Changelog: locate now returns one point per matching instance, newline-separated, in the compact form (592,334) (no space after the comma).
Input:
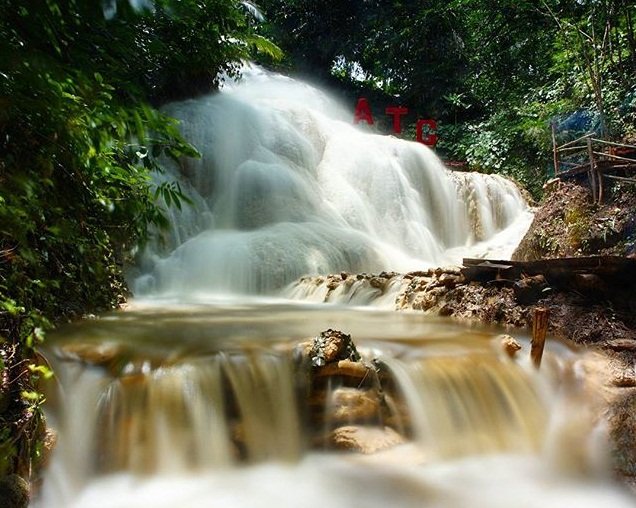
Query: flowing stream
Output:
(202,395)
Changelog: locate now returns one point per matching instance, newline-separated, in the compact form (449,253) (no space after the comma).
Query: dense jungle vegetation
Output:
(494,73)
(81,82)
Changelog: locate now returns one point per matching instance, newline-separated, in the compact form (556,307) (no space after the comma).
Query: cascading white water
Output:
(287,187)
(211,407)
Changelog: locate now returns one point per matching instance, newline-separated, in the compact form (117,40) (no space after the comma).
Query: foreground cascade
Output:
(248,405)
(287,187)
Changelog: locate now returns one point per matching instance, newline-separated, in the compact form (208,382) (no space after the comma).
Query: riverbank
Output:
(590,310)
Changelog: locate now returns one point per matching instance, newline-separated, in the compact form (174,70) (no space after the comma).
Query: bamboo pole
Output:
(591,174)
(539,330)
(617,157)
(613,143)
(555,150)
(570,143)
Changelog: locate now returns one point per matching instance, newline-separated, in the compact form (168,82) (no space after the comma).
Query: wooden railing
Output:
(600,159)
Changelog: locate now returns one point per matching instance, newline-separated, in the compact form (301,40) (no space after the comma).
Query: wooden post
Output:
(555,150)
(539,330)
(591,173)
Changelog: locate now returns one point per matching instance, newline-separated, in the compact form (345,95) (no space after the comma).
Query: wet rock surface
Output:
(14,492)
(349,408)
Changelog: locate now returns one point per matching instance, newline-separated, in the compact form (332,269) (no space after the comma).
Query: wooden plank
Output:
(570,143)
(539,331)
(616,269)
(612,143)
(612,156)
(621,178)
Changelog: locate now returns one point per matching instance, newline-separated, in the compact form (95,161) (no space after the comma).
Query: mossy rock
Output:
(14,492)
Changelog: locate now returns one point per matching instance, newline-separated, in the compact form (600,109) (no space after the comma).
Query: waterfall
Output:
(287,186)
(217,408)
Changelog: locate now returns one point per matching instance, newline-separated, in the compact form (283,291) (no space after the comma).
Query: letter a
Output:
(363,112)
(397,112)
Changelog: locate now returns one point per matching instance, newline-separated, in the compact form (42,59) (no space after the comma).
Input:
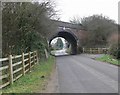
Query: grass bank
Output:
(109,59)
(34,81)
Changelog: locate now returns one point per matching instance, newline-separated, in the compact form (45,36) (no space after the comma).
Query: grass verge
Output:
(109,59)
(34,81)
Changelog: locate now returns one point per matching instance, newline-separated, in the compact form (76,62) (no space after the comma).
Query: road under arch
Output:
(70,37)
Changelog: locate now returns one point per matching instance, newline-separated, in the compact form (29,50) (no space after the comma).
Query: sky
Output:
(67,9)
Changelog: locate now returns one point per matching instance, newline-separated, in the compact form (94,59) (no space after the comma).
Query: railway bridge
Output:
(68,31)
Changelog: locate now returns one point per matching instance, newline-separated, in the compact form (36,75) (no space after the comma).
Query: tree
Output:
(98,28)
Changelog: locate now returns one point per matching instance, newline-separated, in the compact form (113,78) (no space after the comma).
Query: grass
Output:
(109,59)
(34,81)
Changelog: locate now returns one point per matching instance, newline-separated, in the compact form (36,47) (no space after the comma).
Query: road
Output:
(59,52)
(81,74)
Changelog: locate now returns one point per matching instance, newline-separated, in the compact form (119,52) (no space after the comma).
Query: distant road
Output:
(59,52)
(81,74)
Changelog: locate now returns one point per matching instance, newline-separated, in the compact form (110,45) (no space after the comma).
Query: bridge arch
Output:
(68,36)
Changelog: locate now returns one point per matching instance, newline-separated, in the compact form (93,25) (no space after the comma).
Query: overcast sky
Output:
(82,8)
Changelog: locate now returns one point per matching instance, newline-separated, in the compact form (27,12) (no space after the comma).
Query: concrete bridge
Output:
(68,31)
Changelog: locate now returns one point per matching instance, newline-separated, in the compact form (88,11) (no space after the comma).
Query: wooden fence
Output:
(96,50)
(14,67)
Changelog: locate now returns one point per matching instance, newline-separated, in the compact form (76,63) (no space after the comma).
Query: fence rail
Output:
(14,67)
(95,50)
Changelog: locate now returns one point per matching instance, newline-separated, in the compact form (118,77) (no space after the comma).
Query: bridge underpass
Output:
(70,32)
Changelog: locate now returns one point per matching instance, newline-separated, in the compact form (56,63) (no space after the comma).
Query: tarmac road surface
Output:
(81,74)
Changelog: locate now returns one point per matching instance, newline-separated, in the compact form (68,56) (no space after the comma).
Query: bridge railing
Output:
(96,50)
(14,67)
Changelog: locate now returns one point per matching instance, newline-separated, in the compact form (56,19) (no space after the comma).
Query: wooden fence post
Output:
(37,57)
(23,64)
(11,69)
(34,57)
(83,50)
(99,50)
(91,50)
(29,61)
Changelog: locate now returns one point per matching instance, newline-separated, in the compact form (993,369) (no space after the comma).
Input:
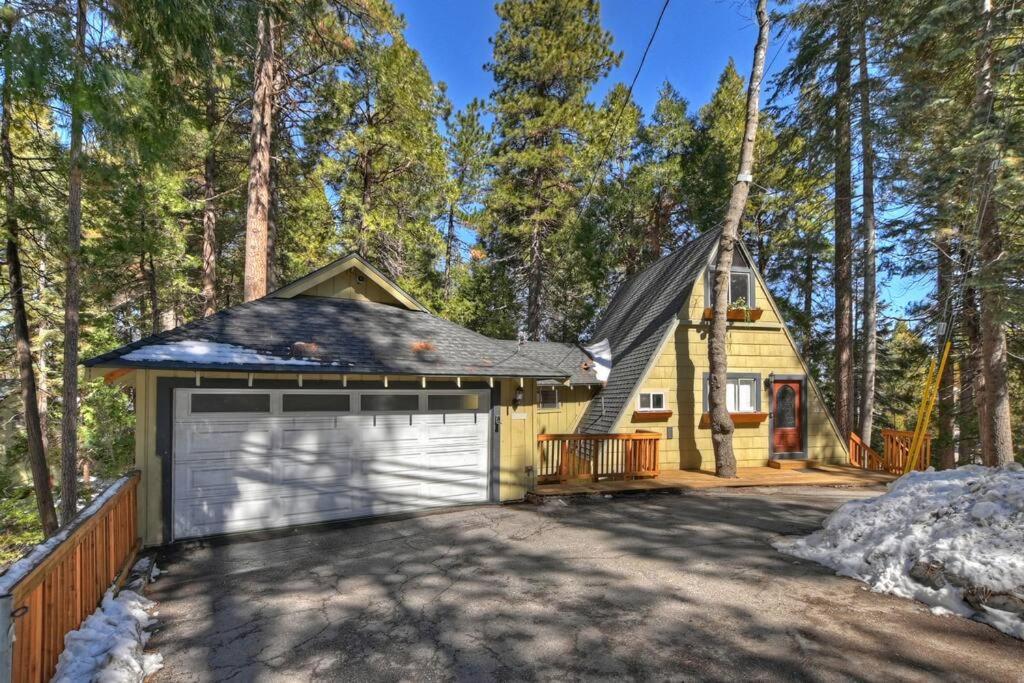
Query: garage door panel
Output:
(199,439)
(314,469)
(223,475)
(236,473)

· · · ·

Output the lines above in full and exactly as given, omitting any pictures.

Changelog: locate now returns one point per matching instance, newline-separated, in the compact form (592,334) (no space after the comma).
Input:
Query: flowing stream
Output:
(202,395)
Changelog: locate now returns one point per matching instance, newline-separated, in the compact form (449,253) (no space after the comma).
Query: dense jungle vegetation
Output:
(494,73)
(81,82)
Changelog: locate now returns one point per matching instance, newline-separated, in the compact form (556,307) (no space after the comma).
Query: cascading white water
Output:
(287,187)
(211,407)
Changelog: locate now returns one point per matching instance, newline-separated, in the compact form (117,40) (no space after the comma).
Query: foreground cascade
Output:
(248,405)
(287,187)
Changelog: locate now returns one point per matching instance, newline-separated, in the compact form (208,382) (no space after the comma).
Query: riverbank
Output:
(590,310)
Changelog: locate now returns one point per matching instance, newline-separated, in the compact form (174,70) (no space after the comma).
Query: bamboo pole
Output:
(591,174)
(539,330)
(617,157)
(613,143)
(555,150)
(570,143)
Changelog: locate now returns one point per matching instance, newline-separated, in the compact form (168,82) (no space after the comma).
Query: wooden railing
Output:
(600,159)
Changelog: locate now returns one point per matching instance, newline-separated, in the compact form (301,40) (no space after the comma).
Query: wooden post
Output:
(555,150)
(539,330)
(591,173)
Changelog: locate now returns one point per matching instance, newline-separated, in the compact form (345,95) (no space after the comma).
Query: wet rock surface
Output:
(14,492)
(349,408)
Changelog: locate now returns one point per matching instance, newline-separated, in the compact form (332,269) (no space after the comma).
Query: wooden plank
Output:
(570,143)
(539,331)
(616,269)
(612,143)
(612,156)
(621,178)
Changelog: locate now returns one point per matching instance, newline-separated, in the compact form (95,161) (no space after the comma).
Query: mossy rock
Output:
(14,492)
Changelog: locate now returns one point per matching instance, newline-separated, in the compact form (600,109) (no space after the comma).
Query: waterfall
Output:
(287,186)
(217,408)
Changelog: locate now returns one point per matching instance, newline-separated, in the compact form (283,291) (no space after the comma).
Query: letter a
Output:
(363,112)
(397,112)
Changelog: locate now returns one point per matching instance, newline-separated, in the compact form (42,59) (no space after the comma).
Input:
Query: grass bank
Output:
(109,59)
(34,81)
Changelog: locate now returns one point per matching instance, newline-separated, in the compact form (45,36) (no space after the comma).
Query: grass verge
Output:
(109,59)
(34,81)
Changelog: locate now returns one point per matching instance, newline-separated, in the compact form (76,62) (no space after the comma).
Query: road under arch
Output:
(70,37)
Changelog: locate now returns one point per matching instance, newline-separated, in the compact form (29,50) (no space after the comma).
Query: sky
Output:
(67,9)
Changelog: locate now returns one point per matching instance, newline-separated, in the compact form (94,59) (no space after the comma).
Query: railway bridge
Output:
(68,31)
Changelog: locate now returns one point per matching instance, newline-separated, in the compact form (36,75) (no space after the comma).
Query: tree
Output:
(98,28)
Changelog: locate now returns one point per matching instance, newline-separated, in the compact form (113,78) (no space after the comma).
Query: grass
Output:
(109,59)
(34,81)
Changelog: locate now returns one point per matching instance, newline-separated, in the compact form (36,47) (no space after the comma).
Query: road
Output:
(59,52)
(81,74)
Changelog: locate now returns one point per matching instance, newline-separated, in the compact form (119,52) (no space after the comma).
Query: distant road
Output:
(59,52)
(81,74)
Changelog: locate now returns one point per matching instance, newline-separated, in the compact form (110,45) (no space after the comma).
Query: bridge arch
Output:
(68,36)
Changelog: locate now returns one point per matching instance, newline-separated, in the compact form (93,25) (no space after the comma).
Query: overcast sky
Output:
(82,8)
Changelog: locate now returns one point per matching instance, newline-separated, in the compact form (27,12) (no space after the comma).
Query: concrete bridge
Output:
(68,31)
Changelog: locate now returns one point per matching instance, newline-separated, in the compact form (88,11) (no space after the comma).
Query: wooden fence
Output:
(96,50)
(14,67)
Changelog: locate now returns one point per matching instance, newline-separated, in the compact form (76,63) (no space after the comma).
Query: fence rail
Output:
(14,67)
(95,50)
Changelog: locate now returns one point per matching instance, newline-separated, in the compact form (118,77) (no space after the comma).
Query: bridge underpass
Output:
(70,32)
Changelog: locate now returns one point per matching instance, newline-separated, in the compact form (56,63) (no space after the comma).
Query: tarmac road surface
Output:
(81,74)
Changelog: locate now returns one point per matching instance, newline-separated, in the compact form (68,56) (no space after the comma).
Query: bridge railing
Output:
(96,50)
(14,67)
Changelog: locate now returns one point per matching instance, newline-separated, in the compact form (56,19) (no space after the comma).
Query: wooden fence post
Output:
(37,57)
(23,64)
(11,69)
(34,57)
(83,50)
(99,50)
(91,50)
(29,61)
Changelog: locate now returns one point per matching instance, newline-separated, in the compact form (993,369) (no space after the comma).
Input:
Query: garage door panel
Output:
(199,439)
(314,469)
(223,475)
(236,473)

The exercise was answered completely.